On ne peut pas laisser faire n'importe quoi. Jésus a dit que le sabbat était fait pour l'homme et non l'homme pour le sabbat (15). Je crois qu'on peut légitimement appliquer cette phrase à l'ensemble de la religion. Je trouve heureux  que les droits de l'homme limitent les droits des religions, et aussi ceux de certaines idéologies politiques, quand ils s'exercent au détriment de leur adeptes et de leur adversaires. 

b) La religion contre les droits de l'homme

A l'inverse,  il arrive que des croyants, chrétiens, musulmans ou juifs, critiquent les droits de l'homme au nom de leur foi. Ils leur reprochent de ne pas donner sa juste place à la religion, en la considérant comme une opinion parmi d'autres, en la réduisant à la sphère du privé et du facultatif, alors qu'elle a une mission et une vocation sociale. Les droits de l'homme, conféreraient à la religion un statut que celle-ci ne peut pas accepter sans se renier elle-même.

Je présente en trois points la critique théologique des droits de l'homme.

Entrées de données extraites
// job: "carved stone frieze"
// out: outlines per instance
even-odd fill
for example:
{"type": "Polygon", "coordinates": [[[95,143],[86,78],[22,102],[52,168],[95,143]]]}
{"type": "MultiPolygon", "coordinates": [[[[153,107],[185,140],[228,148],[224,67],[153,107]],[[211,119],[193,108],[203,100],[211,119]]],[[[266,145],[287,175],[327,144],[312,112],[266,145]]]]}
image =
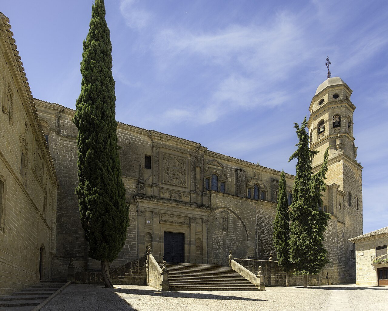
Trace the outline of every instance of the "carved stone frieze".
{"type": "Polygon", "coordinates": [[[163,182],[182,187],[187,186],[187,159],[162,154],[163,182]]]}
{"type": "Polygon", "coordinates": [[[168,197],[173,200],[182,200],[182,194],[179,192],[168,191],[168,197]]]}
{"type": "Polygon", "coordinates": [[[186,216],[179,215],[172,215],[170,214],[161,214],[160,220],[166,222],[188,225],[190,224],[190,218],[186,216]]]}

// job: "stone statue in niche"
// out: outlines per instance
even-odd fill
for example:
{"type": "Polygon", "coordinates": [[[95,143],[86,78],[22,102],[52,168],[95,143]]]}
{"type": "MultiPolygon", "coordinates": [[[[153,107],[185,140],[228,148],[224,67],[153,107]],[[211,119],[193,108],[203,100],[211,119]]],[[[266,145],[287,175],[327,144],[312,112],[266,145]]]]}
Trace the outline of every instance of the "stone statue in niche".
{"type": "Polygon", "coordinates": [[[226,216],[222,216],[222,231],[228,231],[228,218],[226,216]]]}
{"type": "Polygon", "coordinates": [[[182,187],[187,186],[187,159],[163,154],[163,181],[182,187]]]}

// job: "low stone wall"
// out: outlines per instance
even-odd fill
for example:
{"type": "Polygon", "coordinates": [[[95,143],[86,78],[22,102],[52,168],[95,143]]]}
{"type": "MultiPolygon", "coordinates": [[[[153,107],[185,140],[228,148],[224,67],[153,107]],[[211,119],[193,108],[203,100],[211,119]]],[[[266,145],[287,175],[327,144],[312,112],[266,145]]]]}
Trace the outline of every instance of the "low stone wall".
{"type": "MultiPolygon", "coordinates": [[[[266,286],[286,286],[286,273],[279,266],[277,261],[241,258],[235,258],[234,260],[256,274],[258,271],[259,267],[261,266],[262,274],[264,275],[266,286]]],[[[331,284],[330,275],[329,276],[329,284],[331,284]]],[[[327,285],[327,280],[326,277],[326,275],[322,274],[309,276],[307,278],[308,285],[310,286],[327,285]]],[[[290,286],[303,286],[303,276],[294,275],[289,273],[288,284],[290,286]]]]}
{"type": "MultiPolygon", "coordinates": [[[[147,285],[145,256],[123,266],[110,268],[109,272],[114,285],[147,285]]],[[[76,272],[75,276],[76,283],[104,283],[100,271],[76,272]]]]}
{"type": "Polygon", "coordinates": [[[149,286],[159,290],[169,290],[168,275],[163,272],[151,254],[147,254],[147,283],[149,286]]]}

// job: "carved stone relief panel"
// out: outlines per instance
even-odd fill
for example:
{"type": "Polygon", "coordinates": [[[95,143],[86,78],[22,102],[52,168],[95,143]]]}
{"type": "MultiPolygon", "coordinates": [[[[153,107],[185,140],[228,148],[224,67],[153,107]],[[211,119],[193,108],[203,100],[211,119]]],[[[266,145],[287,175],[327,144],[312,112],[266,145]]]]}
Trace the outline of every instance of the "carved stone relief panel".
{"type": "Polygon", "coordinates": [[[163,182],[181,187],[187,187],[187,159],[165,153],[162,153],[162,155],[163,182]]]}
{"type": "Polygon", "coordinates": [[[166,222],[178,224],[182,225],[190,224],[190,217],[171,214],[161,214],[160,220],[166,222]]]}

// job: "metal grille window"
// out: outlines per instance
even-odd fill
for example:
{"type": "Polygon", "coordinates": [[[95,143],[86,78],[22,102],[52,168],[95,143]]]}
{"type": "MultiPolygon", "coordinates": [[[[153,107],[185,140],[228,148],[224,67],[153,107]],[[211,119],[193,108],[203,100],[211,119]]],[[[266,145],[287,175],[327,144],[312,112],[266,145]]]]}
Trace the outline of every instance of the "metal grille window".
{"type": "Polygon", "coordinates": [[[205,187],[206,188],[206,190],[208,190],[209,189],[209,178],[205,178],[205,187]]]}
{"type": "Polygon", "coordinates": [[[20,175],[22,177],[24,177],[24,153],[22,152],[21,160],[20,161],[20,175]]]}
{"type": "Polygon", "coordinates": [[[252,199],[252,188],[248,188],[248,198],[252,199]]]}
{"type": "Polygon", "coordinates": [[[223,182],[221,182],[220,183],[220,190],[223,193],[225,193],[225,183],[223,182]]]}
{"type": "Polygon", "coordinates": [[[260,199],[261,200],[265,199],[265,192],[264,191],[260,192],[260,199]]]}
{"type": "Polygon", "coordinates": [[[218,176],[215,174],[211,175],[211,190],[218,191],[218,176]]]}
{"type": "Polygon", "coordinates": [[[151,169],[151,157],[148,156],[146,156],[146,168],[151,169]]]}
{"type": "Polygon", "coordinates": [[[376,257],[385,255],[387,253],[387,246],[378,246],[376,248],[376,257]]]}
{"type": "Polygon", "coordinates": [[[253,198],[255,200],[259,199],[259,186],[257,185],[255,185],[255,188],[253,189],[253,198]]]}

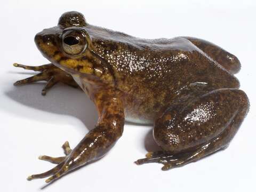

• CONSIGNE 1:
Recopiez mot pour mot une partie du texte sur la religion et les droits de l'homme. Commencez aux mots « On ne peut pas » et arrêtez-vous après « de leur adversaires. ».
• CONSIGNE 2:
D'après le texte sur la religion et les droits de l'homme, que certains croyants reprochent-ils aux droits de l'homme au nom de leur foi ?
• CONSIGNE 3:
Poursuivez le texte sur la religion et les droits de l'homme après sa dernière phrase.

• RÉPONSE 1:
On ne peut pas laisser faire n'importe quoi. Jésus a dit que le sabbat était fait pour l'homme et non l'homme pour le sabbat (15). Je crois qu'on peut légitimement appliquer cette phrase à l'ensemble de la religion. Je trouve heureux  que les droits de l'homme limitent les droits des religions, et aussi ceux de certaines idéologies politiques, quand ils s'exercent au détriment de leur adeptes et de leur adversaires.

• RÉPONSE 2:
Ils leur reprochent de ne pas donner sa juste place à la religion, en la considérant comme une opinion parmi d'autres et en la réduisant à la sphère du privé et du facultatif.

• RÉPONSE 3:
- 1.  Beaucoup de croyants  considèrent comme un devoir sacré de faire respecter ce qu'ils estiment être la vérité divine, et de combattre l'erreur par tous les moyens, y compris par l'élimination ou la neutralisation des déviants. Ils voient dans la tolérance une faiblesse et une faute parce qu'elle ne donne pas à la vérité sa juste place. Ils pensent qu'aimer son prochain signifie le corriger, l'empêcher de prendre un mauvais chemin. Dans un drame intitulé Torquemada, Victor Hugo met en scène un inquisiteur qui envoie les hérétiques au bûcher par amour pour eux, parce qu'il veut les sauver de l'enfer. De même, on estime que la gloire de Dieu exige que l'on rende impossible ce qui lui porte atteinte. On manifeste son amour pour Dieu en interdisant qu'il soit méconnu et blasphémé, en empêchant, par exemple, d'évoquer une éventuelle vie sexuelle de Jésus, ou de parler de versets sataniques dans le Coran.

- 2. Les Déclarations américaines, celle de la France et plus tard celle de l'O.N.U. affirment le droit de l'être humain à vivre selon  ses convictions. Mais ne posent-elles pas ainsi un principe bien fragile et incertain? N'ouvrent-elles pas la porte à toute sortes d'abus, de dérives, voire de perversions. N'oublient-elles pas la puissance de ce que la Bible appelle le péché ?

La conscience se trompe souvent, et se laisse facilement illusionner par des préjugés, des  intérêts ou des passions. Ne faut-il pas édicter des règles pour se prémunir contre les faiblesses et les aveuglements du jugement personnel ? Ne doit-on pas instituer des autorités juridiques et morales qui limitent la liberté de conscience et l'empêchent de dégénérer? La sincérité excuse-t-elle le crime ? Peut-on traiter de la même manière la vérité et l'erreur ?

On trouve une position analogue chez les musulmans favorables à un état et à une société islamiques.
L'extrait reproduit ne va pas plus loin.